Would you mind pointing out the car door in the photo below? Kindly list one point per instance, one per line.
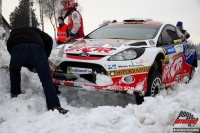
(172, 64)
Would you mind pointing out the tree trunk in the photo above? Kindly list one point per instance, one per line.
(1, 21)
(30, 13)
(50, 18)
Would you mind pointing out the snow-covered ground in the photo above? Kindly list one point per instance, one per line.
(28, 113)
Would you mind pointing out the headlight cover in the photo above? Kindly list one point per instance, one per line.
(61, 52)
(128, 54)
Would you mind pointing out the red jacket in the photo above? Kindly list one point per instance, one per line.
(62, 33)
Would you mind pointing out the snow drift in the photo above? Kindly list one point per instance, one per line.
(28, 113)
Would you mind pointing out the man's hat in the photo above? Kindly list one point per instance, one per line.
(179, 23)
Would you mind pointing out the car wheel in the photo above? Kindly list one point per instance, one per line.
(154, 84)
(192, 72)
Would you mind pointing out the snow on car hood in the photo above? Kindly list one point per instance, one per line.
(97, 46)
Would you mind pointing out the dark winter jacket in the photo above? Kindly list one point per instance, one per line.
(30, 35)
(186, 34)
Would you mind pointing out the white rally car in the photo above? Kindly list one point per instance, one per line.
(138, 55)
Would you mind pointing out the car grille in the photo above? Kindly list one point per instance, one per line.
(61, 71)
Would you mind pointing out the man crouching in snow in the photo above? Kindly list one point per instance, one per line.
(31, 47)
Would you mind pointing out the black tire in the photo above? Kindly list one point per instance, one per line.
(192, 71)
(154, 84)
(139, 100)
(57, 89)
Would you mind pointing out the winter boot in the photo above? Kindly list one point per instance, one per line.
(61, 110)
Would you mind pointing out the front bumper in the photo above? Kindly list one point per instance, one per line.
(139, 74)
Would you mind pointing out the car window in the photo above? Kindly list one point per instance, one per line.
(126, 31)
(168, 35)
(180, 35)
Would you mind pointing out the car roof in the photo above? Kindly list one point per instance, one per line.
(161, 23)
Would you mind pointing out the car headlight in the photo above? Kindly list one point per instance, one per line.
(61, 52)
(128, 54)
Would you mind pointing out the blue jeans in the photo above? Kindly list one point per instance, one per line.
(37, 57)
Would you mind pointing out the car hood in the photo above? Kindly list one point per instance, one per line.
(97, 46)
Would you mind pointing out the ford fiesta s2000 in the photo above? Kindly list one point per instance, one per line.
(140, 56)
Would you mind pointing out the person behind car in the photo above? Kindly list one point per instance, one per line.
(75, 20)
(114, 21)
(180, 26)
(31, 47)
(62, 31)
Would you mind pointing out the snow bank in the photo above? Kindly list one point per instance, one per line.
(28, 114)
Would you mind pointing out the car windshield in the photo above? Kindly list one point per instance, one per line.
(125, 31)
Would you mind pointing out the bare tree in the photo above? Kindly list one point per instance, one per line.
(52, 10)
(1, 21)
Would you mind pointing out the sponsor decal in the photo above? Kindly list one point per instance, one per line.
(115, 45)
(128, 88)
(172, 68)
(133, 65)
(151, 42)
(124, 66)
(186, 118)
(129, 71)
(141, 62)
(169, 50)
(110, 67)
(115, 88)
(84, 49)
(78, 84)
(78, 70)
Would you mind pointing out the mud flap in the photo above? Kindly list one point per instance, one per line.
(80, 97)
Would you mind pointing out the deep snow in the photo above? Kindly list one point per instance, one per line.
(28, 113)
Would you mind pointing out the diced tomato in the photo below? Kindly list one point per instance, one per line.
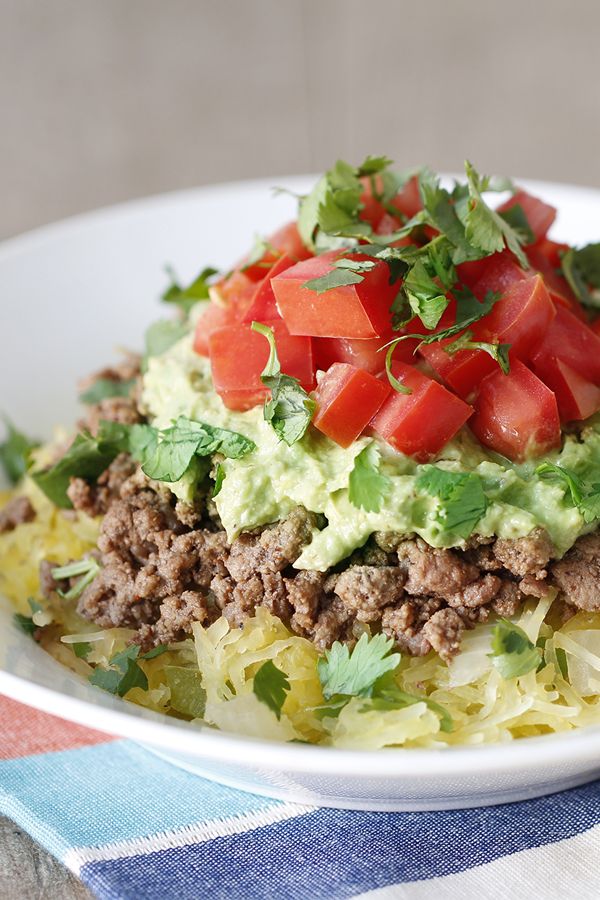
(577, 397)
(573, 342)
(352, 311)
(238, 356)
(501, 270)
(463, 371)
(212, 318)
(347, 399)
(539, 215)
(420, 424)
(286, 240)
(516, 414)
(263, 305)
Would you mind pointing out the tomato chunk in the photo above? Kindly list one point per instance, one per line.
(238, 356)
(573, 342)
(263, 305)
(351, 311)
(539, 215)
(420, 424)
(577, 397)
(516, 414)
(347, 399)
(212, 318)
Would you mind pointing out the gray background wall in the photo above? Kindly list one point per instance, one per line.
(105, 100)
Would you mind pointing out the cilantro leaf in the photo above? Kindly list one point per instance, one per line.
(87, 568)
(15, 452)
(188, 697)
(25, 624)
(271, 686)
(185, 298)
(584, 496)
(461, 497)
(366, 485)
(513, 654)
(289, 409)
(355, 673)
(87, 458)
(499, 352)
(81, 649)
(484, 227)
(123, 674)
(581, 268)
(104, 388)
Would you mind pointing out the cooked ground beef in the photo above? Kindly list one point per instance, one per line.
(166, 566)
(16, 512)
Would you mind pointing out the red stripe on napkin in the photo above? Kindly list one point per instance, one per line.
(26, 731)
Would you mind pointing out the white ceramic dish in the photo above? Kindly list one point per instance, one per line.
(69, 294)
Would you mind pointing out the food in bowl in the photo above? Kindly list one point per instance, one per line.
(350, 493)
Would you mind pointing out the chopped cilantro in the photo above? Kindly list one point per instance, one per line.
(81, 649)
(584, 496)
(123, 674)
(15, 452)
(581, 268)
(499, 352)
(185, 298)
(104, 388)
(513, 654)
(354, 673)
(289, 409)
(87, 568)
(271, 686)
(188, 697)
(462, 500)
(366, 485)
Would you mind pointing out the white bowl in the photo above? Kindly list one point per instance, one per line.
(72, 292)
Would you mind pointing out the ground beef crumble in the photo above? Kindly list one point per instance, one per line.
(165, 566)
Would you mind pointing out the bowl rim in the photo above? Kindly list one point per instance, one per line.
(145, 726)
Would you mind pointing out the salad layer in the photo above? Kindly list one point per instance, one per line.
(350, 494)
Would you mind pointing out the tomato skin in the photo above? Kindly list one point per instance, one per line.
(420, 424)
(577, 398)
(352, 311)
(238, 355)
(347, 399)
(501, 271)
(573, 342)
(539, 215)
(287, 241)
(264, 305)
(212, 318)
(516, 414)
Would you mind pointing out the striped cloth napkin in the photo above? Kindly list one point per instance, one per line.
(133, 827)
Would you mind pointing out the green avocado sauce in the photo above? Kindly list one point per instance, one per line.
(268, 483)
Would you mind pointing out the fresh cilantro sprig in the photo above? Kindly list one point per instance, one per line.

□ □ □ □

- Task directions
Copy the listing over exactly, skipping the pictures it holds.

- Correct response
Would you mind pointing out the car door in the photo below? Kindly list one point per instance, one per line.
(172, 64)
Would you mind pointing out the tree trunk in the photo above? Kindly list one point per instance, one per line.
(1, 21)
(30, 13)
(50, 18)
Would you mind pointing out the snow-covered ground in the photo above? Kindly list one point per instance, one per line.
(28, 113)
Would you mind pointing out the headlight cover in the photo above? Kindly list one point per instance, one per line.
(61, 52)
(128, 54)
Would you mind pointing out the red jacket in the photo above? Kindly list one point per instance, one per line.
(62, 33)
Would you mind pointing out the snow drift in the photo above? Kindly list one point per instance, one per line.
(28, 113)
Would you mind pointing out the man's hat in the photo above? Kindly list one point per instance, one per line.
(179, 23)
Would you mind pointing out the car wheel in the photo above? Kindly list one point per instance, one per line.
(154, 84)
(192, 72)
Would you mind pointing out the snow on car hood in the photo above? Kindly list one point per instance, one per line.
(97, 46)
Would you mind pointing out the dark winter jacket in the photo above? Kindly list one point per instance, one per line.
(30, 35)
(186, 34)
Would you mind pointing out the white rally car in the photo above? Kindly list one point per instance, one per line.
(138, 55)
Would you mind pointing out the car grille in the photo above? Kindly list one point per instance, one per line.
(61, 71)
Would you mind pointing out the man crouching in snow in the photo above? Kindly list one point per instance, one per line.
(31, 47)
Would you mind pointing out the black tire in the photo above? Kindly list one point per instance, one per line.
(192, 71)
(154, 84)
(139, 100)
(57, 89)
Would you mind pointing out the winter boot in the photo above? Kindly list one point per instance, one per line.
(61, 110)
Would you mind pointing out the front bumper in the photo above? Kindly list one point per instance, one per line.
(139, 74)
Would you mind pointing out the car window in the photo above? Kindly list one point per instance, one per line.
(126, 31)
(168, 35)
(180, 35)
Would you mind pointing out the car roof in the photo above? Kindly list one point per instance, one per line.
(161, 23)
Would you mind pointing out the car headlight in the photo above? Kindly list one point per instance, one per line.
(61, 52)
(128, 54)
Would you mind pointing out the blue jeans in the photo above? Kindly list one point per instance, one per line.
(37, 57)
Would you mind pointing out the car hood in the photo above? Kindly list one point per instance, one per line.
(97, 46)
Would you mind pointing out the ford fiesta s2000 in the photo above? Kindly list one point per instance, one per line.
(140, 56)
Would you mind pointing out the person behind car in the photo above? Kindly list one point per instance, one per line.
(75, 20)
(114, 21)
(180, 26)
(31, 47)
(62, 31)
Would you mind pointing out the snow bank in the photo above? Kindly list one point per instance, one per line.
(28, 114)
Would you mind pointing out the car windshield in the photo above? Kindly list one point per instance, one per line.
(125, 31)
Would you mind pointing out the bare tree in the photo above? Kindly list one point per instance, one per line.
(52, 10)
(1, 21)
Would you mind pointing out the sponsor decal in the photo above? Kindly list one point per instance, one per line.
(115, 45)
(128, 88)
(172, 68)
(133, 65)
(151, 42)
(124, 66)
(186, 118)
(129, 71)
(141, 62)
(169, 50)
(110, 67)
(115, 88)
(84, 49)
(78, 84)
(78, 70)
Would you mind pointing out the mud flap in the photo above? Kindly list one point per instance, one per line.
(80, 97)
Would you mind pointing out the deep snow in the photo above? Kindly list one point per instance, one per line.
(28, 113)
Would you mind pointing out the diced tomato in the photo below? Kindly list one point per instance, one per line.
(577, 397)
(573, 342)
(352, 311)
(238, 356)
(501, 270)
(463, 371)
(212, 318)
(347, 399)
(539, 215)
(420, 424)
(286, 240)
(516, 414)
(263, 305)
Would you mind pointing out the tomato chunk in the photo above? Kindly list one point per instance, one per line.
(238, 356)
(573, 342)
(263, 305)
(351, 311)
(539, 215)
(420, 424)
(577, 397)
(516, 414)
(347, 399)
(212, 318)
Would you mind pointing out the gray background wall in the photo above? Kindly list one point per instance, one per line.
(105, 100)
Would you mind pointing out the cilantro leaf in the photo above? Kindly list one point per instance, one per line.
(87, 568)
(15, 452)
(188, 697)
(25, 624)
(271, 686)
(185, 298)
(584, 496)
(461, 497)
(366, 485)
(513, 654)
(289, 409)
(355, 673)
(87, 458)
(499, 352)
(81, 649)
(484, 227)
(123, 674)
(581, 268)
(104, 388)
Would you mind pointing out the cooked ground beef in the photo above? Kindly list one point per instance, one per line.
(166, 566)
(16, 512)
Would you mind pointing out the red stripe on napkin in the photo above? Kindly list one point per instance, one per line.
(26, 731)
Would you mind pointing out the white ceramic dish in the photo above? Kindly list one point per instance, one per line.
(69, 294)
Would you mind pointing out the food in bowl in the photo above? Kindly list one point per instance, one per line.
(350, 493)
Would you mind pointing out the chopped cilantro in the photo above? Kindly list one point per instance, one per line.
(81, 649)
(584, 496)
(123, 674)
(15, 452)
(581, 268)
(499, 352)
(185, 298)
(104, 388)
(513, 654)
(354, 673)
(289, 409)
(87, 568)
(271, 686)
(188, 697)
(462, 500)
(366, 485)
Would you mind pointing out the white bowl in the photo above? Kindly list one point per instance, one per line.
(72, 292)
Would you mind pointing out the ground beef crumble in the photo above? Kindly list one point per instance, one per line.
(165, 566)
Would you mind pointing out the bowl rim in the photo above? Kindly list one point per instance, one per line.
(145, 726)
Would you mind pointing out the salad layer in the photo above? Kindly list one point per instance, one per line.
(350, 494)
Would you mind pointing out the tomato skin in the photo above? Kindly list one point per instance, one per line.
(420, 424)
(577, 398)
(352, 311)
(238, 355)
(347, 399)
(501, 271)
(573, 342)
(539, 215)
(287, 241)
(264, 305)
(212, 318)
(516, 414)
Would you mind pointing out the striped cloth napkin in the photo above? Kindly list one point per instance, one per line.
(133, 827)
Would you mind pointing out the green avocado sauce in the photo above? Kindly list one point per instance, one per line.
(268, 483)
Would you mind pointing out the fresh cilantro sprig in the photo above? Kindly list one point per instance, one per line.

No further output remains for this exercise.